* **Textauszug**:
____________

Mit lauter Musik und schrillen Kostümen zieht die Parade zum Christopher Street Day durch Berlin. Viele Teilnehmer richten deutliche Botschaften an die CDU und Bundeskanzler Merz. Schon vor dem Start gab es Festnahmen.

Der diesjährige Christopher Street Day (CSD) in Berlin steht unter dem Motto „Nie wieder still“ und wird von Zehntausenden Menschen begleitet. Die Demonstration hat einen politischen Fokus, mit klaren Forderungen nach Gleichberechtigung und Schutz queerer Menschen. Ausgelassene Partystimmung herrscht trotzdem: Es gibt laute Musik, schrille Kostüme und zahlreiche Regenbogenflaggen.

Eine genaue Teilnehmerzahl nannten die Veranstalter bis zum Nachmittag nicht. Im Vorhinein wurde mit mehreren Hunderttausend gerechnet. Mit etwas Verspätung setzte sich der Zug gegen 12.30 Uhr in Bewegung. Ein zentrales Thema ist die Kontroverse um die Regenbogenflagge auf dem Bundestag. Bundestagspräsidentin Julia Klöckner hatte das Hissen der Flagge untersagt, was Bundeskanzler Friedrich Merz (beide CDU) mit den Worten „Der Bundestag ist ja nun kein Zirkuszelt“ verteidigte.

____________

* **Aufgabenstellung**:
Schreibe den Bericht über den Christopher Street Day in Berlin im Anschluss an seinen letzten Satz weiter. Das Material hat mit dem Bericht über den Christopher Street Day in Berlin nichts zu tun.

____________

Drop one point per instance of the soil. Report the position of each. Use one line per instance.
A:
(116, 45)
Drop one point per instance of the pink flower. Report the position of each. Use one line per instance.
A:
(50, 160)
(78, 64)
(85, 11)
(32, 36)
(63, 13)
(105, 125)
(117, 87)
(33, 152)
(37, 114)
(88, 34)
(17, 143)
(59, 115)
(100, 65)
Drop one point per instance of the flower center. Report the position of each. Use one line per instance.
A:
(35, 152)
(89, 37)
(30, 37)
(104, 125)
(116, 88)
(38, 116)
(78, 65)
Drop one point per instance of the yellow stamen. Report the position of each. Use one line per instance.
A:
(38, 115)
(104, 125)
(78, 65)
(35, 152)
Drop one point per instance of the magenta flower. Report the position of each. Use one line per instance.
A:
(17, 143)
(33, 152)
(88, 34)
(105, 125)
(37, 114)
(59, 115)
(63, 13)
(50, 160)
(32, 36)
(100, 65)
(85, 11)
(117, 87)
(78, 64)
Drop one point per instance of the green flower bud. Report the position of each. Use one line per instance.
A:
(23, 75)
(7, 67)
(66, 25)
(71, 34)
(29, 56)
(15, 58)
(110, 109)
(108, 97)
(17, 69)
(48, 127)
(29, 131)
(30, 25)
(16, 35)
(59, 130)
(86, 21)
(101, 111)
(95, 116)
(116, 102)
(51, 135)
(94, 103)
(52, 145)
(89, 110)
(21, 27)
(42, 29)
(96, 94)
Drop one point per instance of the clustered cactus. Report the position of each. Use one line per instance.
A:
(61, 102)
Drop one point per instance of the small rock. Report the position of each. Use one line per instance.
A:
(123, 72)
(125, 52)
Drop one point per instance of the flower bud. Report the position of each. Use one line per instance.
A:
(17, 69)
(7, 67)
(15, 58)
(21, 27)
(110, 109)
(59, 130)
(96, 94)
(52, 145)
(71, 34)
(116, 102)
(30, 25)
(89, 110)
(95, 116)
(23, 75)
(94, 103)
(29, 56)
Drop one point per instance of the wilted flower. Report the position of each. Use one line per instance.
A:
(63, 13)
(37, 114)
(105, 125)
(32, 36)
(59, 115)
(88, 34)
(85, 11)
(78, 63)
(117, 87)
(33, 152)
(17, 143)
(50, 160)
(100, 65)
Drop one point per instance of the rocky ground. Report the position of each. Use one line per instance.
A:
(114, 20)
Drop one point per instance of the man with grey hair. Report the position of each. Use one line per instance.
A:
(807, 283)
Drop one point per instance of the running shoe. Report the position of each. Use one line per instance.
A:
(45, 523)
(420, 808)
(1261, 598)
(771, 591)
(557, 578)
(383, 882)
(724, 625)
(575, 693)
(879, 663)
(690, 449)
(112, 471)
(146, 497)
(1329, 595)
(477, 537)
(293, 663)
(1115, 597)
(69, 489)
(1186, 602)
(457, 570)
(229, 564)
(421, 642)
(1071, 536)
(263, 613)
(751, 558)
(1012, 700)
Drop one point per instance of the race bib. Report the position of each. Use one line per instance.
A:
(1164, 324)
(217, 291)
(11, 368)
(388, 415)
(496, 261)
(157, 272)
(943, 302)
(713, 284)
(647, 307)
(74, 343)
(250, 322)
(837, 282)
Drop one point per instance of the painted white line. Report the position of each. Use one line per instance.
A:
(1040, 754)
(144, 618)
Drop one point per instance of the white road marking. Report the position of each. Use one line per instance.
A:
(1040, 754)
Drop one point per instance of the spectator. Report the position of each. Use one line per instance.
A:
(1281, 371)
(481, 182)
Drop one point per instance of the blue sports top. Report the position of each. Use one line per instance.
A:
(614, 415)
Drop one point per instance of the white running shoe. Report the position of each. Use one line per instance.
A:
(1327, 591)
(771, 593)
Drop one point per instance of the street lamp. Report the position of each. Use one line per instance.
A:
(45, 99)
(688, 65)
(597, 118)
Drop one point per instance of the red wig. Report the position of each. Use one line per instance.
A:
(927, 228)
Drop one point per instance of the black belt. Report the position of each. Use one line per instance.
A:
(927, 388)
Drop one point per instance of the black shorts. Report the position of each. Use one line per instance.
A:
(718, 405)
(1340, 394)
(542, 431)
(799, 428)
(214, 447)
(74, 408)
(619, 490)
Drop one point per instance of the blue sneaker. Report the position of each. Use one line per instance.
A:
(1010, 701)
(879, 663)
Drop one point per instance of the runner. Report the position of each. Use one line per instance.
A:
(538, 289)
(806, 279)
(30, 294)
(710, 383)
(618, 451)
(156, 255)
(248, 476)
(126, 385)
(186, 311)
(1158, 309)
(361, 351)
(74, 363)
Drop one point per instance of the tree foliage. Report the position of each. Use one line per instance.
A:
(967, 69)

____________

* **Lösung**:
Diese Aussage löste breite Kritik aus und wird auf vielen Plakaten satirisch aufgegriffen – etwa mit Sprüchen wie „Genau mein Zirkus“ oder „Willkommen im Zirkuszelt von Liebe, Recht und Freiheit, Herr Merz“. Unter Jubel begrüßte Bundestagsvizepräsident Omid Nouripour (Grüne) die Menge mit den Worten „Hallo, Zirkus!“ – offenbar in Anspielung auf Merz. Vor dem Konrad-Adenauer-Haus, der CDU-Zentrale, hielten Teilnehmer Plakate hoch, auf denen „Merz ist ein Arsch“ oder „FCK CDU“ stand.

Anders als in vergangenen Jahren beteiligt sich das queere Regenbogennetzwerk der Bundestagsverwaltung dieses Jahr nicht am CSD. Die Verwaltungsspitze hatte der Gruppe eine Teilnahme untersagt. Aus Protest gegen diese Entscheidung haben einige Teilnehmer Schilder dabei, auf denen steht: „Wir sind leider nicht dabei – Hier wäre das Regenbogennetzwerk der Bundestagsverwaltung mitgelaufen“.

Thomas Hoffmann, Vorstandsmitglied des Berliner CSD, sagte der Deutschen Presse-Agentur, die Solidarität von führenden Politikerinnen und Politikern in Deutschland beginne zu bröckeln. „Wir werden weiterhin auf der Straße bleiben, bis wir Gleichberechtigung erzielt haben.“ Dieses Jahr solle der politische Kern der Demonstration wieder gestärkt werden. Mehrere Demonstrantinnen und Demonstranten betonen, ihnen sei es dieses Jahr besonders wichtig auf die Straße zu gehen.

Am Rande des CSD kam es zu einer rechtsextremen Gegendemonstration „gegen den CSD-Terror“. Laut Polizei nahmen daran 30 bis 50 Menschen teil, angemeldet waren ursprünglich 400. Sie hatten Banner der Gruppe „Deutsche Jugend Voran“ dabei, die der Berliner Verfassungsschutz als rechtsextrem und gewaltorientiert einstuft. Die Polizei schirmte die Versammlung mit Gittern, Wagen und Einsatzkräften vom CSD ab.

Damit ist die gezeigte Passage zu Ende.